With Memorial Day behind us, and the warm summer weather slowly rolling in, what better way is there for New Yorkers to spend a weekend than going out to the North Fork, on the northern tip of Long Island? The beaches, the restaurants, the farms…. and of course - the wineries - make North Fork a worthwhile destination for New Yorkers and tourists alike. And when it comes to historic NoFo wineries making world class wines, PAUMANOK is at the top of my list.
The Massoud family, who own and run the winery, are the epitome of hospitality; never resting on their considerable laurels, the two generations of this family seek to constantly improve both the wines and the tasting experience for their guests. From the local cheeses on their pairing menu, to the new Minimalist wines - PAUMANOK forges ahead of the pack. Oh, and then there are fresh oysters on the weekends… Imagine sipping their cool Chenin, looking over the vineyard from the deck of a century-old barn that serves as their tasting room and winery. A perfect way to spend the afternoon.
═══
In the North Fork winery text above, what building serves as PAUMANOK's tasting room and winery?
═══
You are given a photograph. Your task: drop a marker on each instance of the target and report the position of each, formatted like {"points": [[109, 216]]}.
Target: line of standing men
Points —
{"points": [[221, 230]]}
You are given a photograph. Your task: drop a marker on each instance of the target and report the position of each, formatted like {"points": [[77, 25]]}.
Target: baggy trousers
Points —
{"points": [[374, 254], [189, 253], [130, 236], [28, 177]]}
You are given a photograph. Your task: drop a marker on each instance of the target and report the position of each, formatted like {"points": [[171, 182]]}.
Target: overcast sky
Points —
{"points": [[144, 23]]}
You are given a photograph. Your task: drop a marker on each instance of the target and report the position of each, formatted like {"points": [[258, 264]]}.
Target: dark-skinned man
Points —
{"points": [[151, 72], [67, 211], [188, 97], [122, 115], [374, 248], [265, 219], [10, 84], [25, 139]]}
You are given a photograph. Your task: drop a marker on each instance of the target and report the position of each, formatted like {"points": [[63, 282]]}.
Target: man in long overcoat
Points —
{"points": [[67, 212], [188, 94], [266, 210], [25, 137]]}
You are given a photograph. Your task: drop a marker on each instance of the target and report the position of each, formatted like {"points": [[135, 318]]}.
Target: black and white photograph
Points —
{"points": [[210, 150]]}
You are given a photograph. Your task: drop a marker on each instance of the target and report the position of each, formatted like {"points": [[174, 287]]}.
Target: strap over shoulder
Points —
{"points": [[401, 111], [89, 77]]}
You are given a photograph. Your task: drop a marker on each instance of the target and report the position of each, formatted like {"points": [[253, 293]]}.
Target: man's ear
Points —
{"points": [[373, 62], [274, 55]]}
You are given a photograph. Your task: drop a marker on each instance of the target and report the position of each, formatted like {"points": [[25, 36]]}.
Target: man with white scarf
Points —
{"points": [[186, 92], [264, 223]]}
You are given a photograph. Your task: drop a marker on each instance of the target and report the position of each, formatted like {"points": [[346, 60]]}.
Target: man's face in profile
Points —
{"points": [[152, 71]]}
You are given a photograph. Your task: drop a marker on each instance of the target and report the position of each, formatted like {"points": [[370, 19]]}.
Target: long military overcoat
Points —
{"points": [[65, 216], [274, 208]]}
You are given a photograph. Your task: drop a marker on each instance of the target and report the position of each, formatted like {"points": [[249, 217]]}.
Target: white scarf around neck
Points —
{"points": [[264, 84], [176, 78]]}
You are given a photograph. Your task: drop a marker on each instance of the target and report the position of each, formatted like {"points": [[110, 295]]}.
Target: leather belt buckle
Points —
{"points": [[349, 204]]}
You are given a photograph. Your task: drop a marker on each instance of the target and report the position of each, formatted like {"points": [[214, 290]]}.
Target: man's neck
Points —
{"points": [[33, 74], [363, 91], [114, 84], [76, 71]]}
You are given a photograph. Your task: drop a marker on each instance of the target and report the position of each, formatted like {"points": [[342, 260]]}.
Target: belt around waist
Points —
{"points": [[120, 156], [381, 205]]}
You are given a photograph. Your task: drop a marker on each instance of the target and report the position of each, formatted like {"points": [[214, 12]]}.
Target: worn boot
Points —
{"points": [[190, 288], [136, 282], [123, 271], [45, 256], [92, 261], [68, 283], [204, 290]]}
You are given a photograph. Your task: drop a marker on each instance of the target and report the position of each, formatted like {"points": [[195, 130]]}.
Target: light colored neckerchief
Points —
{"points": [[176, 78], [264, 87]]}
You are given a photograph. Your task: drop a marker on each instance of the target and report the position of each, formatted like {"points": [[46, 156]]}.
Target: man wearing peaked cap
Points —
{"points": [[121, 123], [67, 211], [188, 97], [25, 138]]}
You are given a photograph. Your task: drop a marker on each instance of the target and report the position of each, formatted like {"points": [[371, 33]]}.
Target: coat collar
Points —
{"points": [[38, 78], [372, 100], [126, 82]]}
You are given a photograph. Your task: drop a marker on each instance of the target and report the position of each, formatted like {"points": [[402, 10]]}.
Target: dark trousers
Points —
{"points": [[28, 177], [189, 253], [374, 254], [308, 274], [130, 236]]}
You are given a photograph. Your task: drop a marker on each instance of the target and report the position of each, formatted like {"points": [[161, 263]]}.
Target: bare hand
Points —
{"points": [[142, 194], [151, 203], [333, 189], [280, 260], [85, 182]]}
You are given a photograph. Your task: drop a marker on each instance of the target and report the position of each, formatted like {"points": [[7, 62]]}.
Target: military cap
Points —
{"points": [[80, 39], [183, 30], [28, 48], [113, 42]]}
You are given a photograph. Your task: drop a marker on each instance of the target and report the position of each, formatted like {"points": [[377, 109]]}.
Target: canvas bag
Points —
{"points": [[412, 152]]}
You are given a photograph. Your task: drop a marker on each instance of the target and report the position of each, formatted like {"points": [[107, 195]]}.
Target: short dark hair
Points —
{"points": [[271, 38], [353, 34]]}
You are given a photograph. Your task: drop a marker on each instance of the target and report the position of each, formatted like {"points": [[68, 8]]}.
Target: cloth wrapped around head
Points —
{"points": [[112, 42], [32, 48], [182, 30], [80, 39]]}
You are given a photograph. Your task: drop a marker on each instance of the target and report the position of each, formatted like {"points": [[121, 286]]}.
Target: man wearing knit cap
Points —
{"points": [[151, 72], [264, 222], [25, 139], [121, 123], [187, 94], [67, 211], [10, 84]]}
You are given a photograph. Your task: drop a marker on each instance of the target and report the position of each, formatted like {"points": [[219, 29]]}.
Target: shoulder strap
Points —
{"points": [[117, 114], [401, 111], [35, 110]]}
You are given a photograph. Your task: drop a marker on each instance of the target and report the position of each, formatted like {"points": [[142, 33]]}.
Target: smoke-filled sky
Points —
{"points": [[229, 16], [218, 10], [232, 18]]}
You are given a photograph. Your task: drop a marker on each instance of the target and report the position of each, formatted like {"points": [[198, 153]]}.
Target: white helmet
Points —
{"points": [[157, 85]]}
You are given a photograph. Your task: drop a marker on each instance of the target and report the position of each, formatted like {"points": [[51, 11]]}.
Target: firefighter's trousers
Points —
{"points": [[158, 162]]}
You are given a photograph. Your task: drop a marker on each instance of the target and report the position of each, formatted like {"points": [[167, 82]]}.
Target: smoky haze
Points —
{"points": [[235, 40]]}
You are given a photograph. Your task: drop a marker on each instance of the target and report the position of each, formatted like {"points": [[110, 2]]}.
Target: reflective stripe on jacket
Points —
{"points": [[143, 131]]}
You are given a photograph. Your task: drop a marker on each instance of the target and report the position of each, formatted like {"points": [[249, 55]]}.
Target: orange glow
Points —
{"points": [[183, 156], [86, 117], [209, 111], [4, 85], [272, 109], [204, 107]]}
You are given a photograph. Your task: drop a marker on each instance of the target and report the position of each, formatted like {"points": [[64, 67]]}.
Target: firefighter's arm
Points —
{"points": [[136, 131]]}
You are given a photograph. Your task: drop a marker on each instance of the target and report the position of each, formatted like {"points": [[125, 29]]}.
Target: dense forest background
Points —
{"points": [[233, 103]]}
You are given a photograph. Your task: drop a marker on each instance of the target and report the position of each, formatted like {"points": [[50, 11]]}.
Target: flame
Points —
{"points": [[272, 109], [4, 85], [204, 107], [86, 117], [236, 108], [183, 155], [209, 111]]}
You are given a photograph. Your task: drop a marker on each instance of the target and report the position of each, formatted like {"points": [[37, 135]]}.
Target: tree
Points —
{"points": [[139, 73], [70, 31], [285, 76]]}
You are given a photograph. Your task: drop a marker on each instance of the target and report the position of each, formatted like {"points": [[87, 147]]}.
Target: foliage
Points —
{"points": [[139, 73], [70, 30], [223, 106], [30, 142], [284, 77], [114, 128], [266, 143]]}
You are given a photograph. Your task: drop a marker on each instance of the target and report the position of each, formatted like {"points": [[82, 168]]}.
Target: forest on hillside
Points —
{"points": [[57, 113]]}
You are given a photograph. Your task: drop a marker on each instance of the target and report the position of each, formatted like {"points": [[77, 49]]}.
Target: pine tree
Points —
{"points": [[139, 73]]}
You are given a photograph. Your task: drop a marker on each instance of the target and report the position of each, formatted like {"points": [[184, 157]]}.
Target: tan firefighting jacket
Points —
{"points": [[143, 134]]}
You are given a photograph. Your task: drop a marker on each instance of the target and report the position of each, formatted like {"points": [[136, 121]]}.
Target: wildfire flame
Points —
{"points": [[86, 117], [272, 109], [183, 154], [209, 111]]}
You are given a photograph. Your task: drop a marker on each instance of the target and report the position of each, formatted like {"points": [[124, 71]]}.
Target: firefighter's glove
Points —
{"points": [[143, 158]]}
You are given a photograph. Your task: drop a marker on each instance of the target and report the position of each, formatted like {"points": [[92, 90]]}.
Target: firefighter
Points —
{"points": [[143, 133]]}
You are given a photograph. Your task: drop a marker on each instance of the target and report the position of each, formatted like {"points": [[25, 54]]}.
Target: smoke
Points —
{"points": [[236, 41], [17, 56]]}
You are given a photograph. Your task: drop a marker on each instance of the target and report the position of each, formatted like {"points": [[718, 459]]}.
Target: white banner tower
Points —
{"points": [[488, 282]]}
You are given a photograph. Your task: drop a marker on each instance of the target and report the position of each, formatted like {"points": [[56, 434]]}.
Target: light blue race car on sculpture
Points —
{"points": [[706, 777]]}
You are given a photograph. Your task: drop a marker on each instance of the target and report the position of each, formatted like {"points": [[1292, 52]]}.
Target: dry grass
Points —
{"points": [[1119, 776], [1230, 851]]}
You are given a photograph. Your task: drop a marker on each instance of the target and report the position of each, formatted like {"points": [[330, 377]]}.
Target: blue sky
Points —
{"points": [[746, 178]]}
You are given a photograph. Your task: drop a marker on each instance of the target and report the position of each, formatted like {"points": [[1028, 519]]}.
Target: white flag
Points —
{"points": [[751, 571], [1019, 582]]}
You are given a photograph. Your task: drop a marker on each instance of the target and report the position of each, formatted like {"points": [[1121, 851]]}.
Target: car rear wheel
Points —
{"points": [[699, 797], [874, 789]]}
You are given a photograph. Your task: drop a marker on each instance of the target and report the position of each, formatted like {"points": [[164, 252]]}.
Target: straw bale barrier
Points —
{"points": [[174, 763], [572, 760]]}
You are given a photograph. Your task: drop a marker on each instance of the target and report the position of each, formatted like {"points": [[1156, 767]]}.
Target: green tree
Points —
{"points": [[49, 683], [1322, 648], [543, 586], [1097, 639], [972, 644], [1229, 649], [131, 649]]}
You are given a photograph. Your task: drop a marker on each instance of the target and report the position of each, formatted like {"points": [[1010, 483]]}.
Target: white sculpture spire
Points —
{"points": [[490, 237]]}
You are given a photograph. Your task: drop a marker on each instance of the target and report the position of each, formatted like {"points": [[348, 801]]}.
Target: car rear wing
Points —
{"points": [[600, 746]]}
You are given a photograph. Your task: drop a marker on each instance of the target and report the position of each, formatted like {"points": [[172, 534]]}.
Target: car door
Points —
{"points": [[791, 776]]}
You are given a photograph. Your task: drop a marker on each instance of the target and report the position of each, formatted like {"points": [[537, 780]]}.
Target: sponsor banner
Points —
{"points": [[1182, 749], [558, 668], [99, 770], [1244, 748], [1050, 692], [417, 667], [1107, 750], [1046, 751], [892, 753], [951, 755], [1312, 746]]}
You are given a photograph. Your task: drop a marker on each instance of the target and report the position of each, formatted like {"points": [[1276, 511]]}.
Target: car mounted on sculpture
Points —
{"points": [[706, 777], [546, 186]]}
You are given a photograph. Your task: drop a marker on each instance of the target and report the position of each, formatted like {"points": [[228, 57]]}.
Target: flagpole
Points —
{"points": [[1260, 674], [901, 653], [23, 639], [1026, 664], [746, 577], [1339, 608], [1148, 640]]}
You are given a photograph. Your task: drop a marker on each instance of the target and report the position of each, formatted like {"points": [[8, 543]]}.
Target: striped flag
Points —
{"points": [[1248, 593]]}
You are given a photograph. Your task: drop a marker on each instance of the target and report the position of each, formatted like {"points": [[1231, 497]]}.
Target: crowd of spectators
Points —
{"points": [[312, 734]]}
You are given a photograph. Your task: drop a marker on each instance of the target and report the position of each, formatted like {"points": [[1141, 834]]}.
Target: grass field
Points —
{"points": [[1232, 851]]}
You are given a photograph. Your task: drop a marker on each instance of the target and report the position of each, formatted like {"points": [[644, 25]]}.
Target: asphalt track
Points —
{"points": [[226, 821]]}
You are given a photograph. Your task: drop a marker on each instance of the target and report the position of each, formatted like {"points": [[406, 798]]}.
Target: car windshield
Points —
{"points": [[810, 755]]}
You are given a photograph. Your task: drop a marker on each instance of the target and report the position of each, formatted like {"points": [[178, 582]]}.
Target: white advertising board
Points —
═══
EXPECTED OUTPUT —
A century-old barn.